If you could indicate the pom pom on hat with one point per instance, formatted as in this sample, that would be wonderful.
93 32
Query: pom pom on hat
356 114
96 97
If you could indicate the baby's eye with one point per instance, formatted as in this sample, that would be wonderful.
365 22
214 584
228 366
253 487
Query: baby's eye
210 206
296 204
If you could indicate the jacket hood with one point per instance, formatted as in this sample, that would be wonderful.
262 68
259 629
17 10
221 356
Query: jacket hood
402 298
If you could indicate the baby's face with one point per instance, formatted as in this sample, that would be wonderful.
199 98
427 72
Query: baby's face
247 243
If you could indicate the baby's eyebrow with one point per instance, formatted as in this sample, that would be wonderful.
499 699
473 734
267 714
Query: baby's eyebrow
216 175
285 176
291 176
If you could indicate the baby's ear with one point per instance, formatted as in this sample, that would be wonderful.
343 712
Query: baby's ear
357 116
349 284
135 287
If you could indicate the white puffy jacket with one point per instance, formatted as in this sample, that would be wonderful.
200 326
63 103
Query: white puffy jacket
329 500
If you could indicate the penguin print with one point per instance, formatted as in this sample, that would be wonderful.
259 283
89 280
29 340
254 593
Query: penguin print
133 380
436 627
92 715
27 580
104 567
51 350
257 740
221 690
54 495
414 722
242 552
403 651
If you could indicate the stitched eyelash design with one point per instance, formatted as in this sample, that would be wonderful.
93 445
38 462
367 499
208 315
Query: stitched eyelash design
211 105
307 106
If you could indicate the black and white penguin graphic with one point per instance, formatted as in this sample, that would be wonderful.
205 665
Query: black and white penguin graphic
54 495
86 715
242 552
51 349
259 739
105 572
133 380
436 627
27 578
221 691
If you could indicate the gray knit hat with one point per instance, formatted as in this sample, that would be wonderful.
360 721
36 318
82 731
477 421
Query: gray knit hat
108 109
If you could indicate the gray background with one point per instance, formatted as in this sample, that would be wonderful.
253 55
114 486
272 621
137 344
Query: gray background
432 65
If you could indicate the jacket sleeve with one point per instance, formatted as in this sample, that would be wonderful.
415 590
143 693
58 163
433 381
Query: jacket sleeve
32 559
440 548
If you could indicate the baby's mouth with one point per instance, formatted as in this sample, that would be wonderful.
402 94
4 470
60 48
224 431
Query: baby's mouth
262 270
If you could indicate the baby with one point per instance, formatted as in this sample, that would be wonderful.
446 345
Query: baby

•••

THE EXERCISE -> Give the lines again from the line with "If you could indicate the jacket sleeve" through the end of the records, with "jacket sleeve" renamed to "coat sleeve" and everything else left the same.

FULL RESPONSE ->
If you could indicate the coat sleeve with one point per instance, formatted as in this sample, that would be wonderful.
415 590
143 693
58 163
433 381
Query: coat sleeve
32 559
440 548
If you could indicate the baby's mouth with one point per instance, formatted as in this sample, that would be wonderful.
402 94
4 470
60 48
224 431
Query: baby's mouth
262 270
If you could indicate the baby with one point per instance, formatted as in this sample, that would be wonderful.
446 345
Query: baby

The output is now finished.